* _WHAT IS REQUIRED_: Please state how many lines in the items below contain the word "striped". Reply with the number alone.

* _RECORDS SHOWN_:

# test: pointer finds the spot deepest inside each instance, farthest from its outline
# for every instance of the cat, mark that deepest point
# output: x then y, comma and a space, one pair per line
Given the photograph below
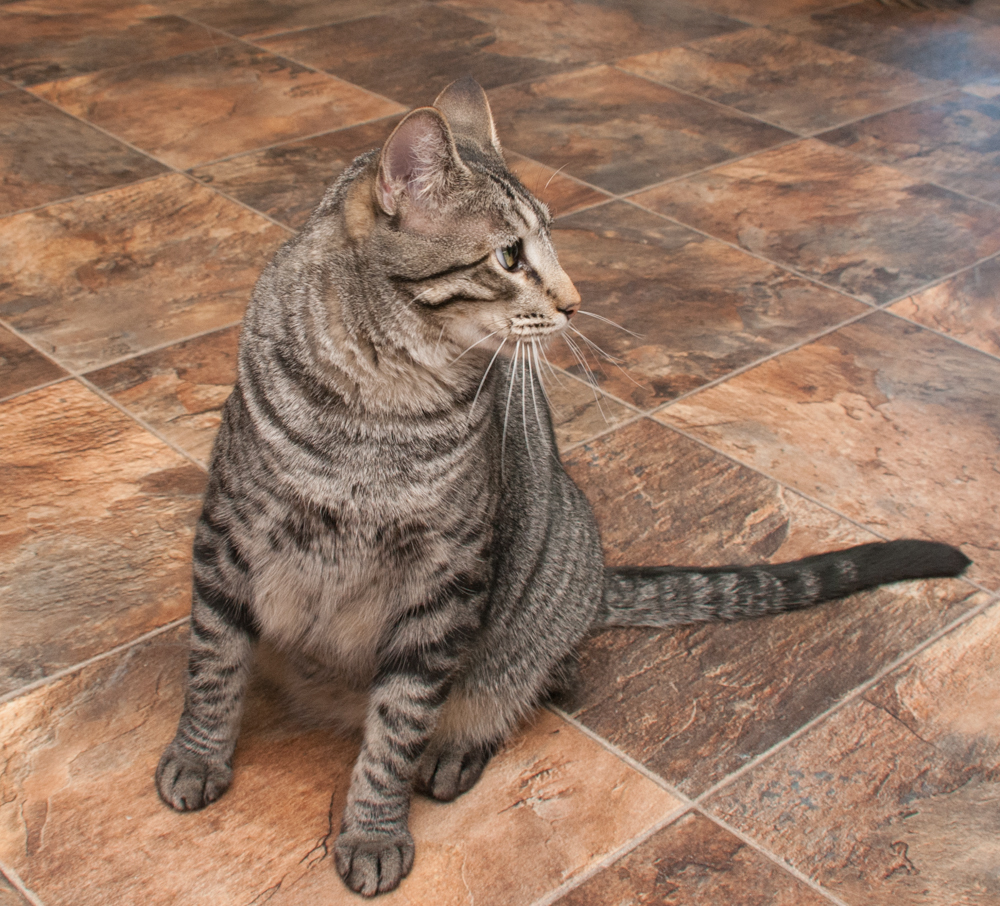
386, 509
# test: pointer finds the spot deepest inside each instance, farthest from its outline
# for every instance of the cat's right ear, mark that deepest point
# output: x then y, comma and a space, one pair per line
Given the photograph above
417, 162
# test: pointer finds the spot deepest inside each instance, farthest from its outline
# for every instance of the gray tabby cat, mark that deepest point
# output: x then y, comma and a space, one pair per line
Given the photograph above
387, 512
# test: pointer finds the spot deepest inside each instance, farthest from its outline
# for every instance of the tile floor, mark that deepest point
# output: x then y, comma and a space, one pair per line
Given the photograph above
794, 207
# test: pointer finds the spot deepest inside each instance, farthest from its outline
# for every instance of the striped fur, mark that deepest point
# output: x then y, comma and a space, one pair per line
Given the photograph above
386, 516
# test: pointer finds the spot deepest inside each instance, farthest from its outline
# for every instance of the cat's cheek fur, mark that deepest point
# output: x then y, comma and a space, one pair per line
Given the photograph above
387, 521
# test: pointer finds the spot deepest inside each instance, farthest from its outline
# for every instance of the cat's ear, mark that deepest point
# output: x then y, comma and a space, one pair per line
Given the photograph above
418, 161
467, 110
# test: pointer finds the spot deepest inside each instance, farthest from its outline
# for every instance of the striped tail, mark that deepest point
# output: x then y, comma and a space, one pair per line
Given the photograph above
668, 595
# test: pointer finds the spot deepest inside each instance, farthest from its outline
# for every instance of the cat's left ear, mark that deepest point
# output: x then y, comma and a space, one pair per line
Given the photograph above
418, 162
465, 106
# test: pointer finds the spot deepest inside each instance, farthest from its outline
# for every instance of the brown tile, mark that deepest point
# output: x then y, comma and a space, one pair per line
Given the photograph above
42, 41
9, 895
953, 141
889, 424
214, 104
79, 782
620, 132
46, 155
964, 307
693, 861
95, 548
179, 390
22, 367
255, 18
286, 182
700, 308
782, 79
561, 193
695, 703
573, 33
893, 798
862, 228
78, 270
935, 43
410, 55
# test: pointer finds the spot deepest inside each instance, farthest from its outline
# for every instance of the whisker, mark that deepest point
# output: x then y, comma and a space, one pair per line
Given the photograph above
506, 413
591, 314
473, 346
472, 408
524, 412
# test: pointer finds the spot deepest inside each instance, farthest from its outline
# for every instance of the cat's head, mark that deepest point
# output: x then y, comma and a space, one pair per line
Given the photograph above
466, 244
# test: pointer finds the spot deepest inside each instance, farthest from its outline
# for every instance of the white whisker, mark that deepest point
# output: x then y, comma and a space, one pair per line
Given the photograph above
591, 314
472, 408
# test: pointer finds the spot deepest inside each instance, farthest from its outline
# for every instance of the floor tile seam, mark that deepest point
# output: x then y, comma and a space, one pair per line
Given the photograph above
74, 374
771, 856
15, 881
609, 859
159, 347
63, 672
287, 141
414, 4
701, 801
782, 266
142, 423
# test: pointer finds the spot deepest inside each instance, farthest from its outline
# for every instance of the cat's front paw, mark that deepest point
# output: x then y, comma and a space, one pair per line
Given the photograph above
375, 862
186, 781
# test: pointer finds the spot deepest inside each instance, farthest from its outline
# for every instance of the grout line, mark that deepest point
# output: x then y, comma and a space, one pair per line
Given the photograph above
80, 378
159, 347
96, 659
773, 857
15, 881
857, 692
609, 859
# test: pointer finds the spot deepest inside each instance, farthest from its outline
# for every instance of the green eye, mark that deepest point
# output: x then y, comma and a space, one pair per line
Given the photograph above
509, 255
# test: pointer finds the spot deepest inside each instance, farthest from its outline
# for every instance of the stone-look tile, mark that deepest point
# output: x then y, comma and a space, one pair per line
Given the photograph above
700, 308
109, 275
619, 132
410, 55
179, 390
41, 41
256, 18
693, 861
22, 367
965, 307
46, 155
862, 228
214, 104
561, 193
782, 79
953, 141
97, 527
81, 823
938, 44
9, 895
892, 425
574, 33
696, 702
893, 798
286, 182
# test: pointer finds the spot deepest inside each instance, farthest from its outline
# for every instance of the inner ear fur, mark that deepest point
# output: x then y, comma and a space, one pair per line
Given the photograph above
418, 162
467, 110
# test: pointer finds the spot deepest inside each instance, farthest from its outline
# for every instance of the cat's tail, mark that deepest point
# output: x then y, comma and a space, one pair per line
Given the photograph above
668, 595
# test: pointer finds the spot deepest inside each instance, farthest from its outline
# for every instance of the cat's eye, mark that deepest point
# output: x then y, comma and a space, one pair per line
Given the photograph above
510, 255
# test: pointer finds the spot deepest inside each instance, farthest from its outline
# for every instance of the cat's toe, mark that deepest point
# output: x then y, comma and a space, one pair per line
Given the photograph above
372, 864
445, 775
187, 782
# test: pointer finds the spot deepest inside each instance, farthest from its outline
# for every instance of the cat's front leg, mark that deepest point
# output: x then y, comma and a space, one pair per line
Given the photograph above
195, 768
374, 850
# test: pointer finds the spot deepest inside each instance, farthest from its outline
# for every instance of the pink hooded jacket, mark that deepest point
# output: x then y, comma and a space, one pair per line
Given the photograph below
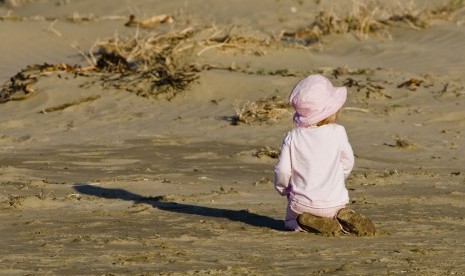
313, 165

* _TASK RESULT_: 2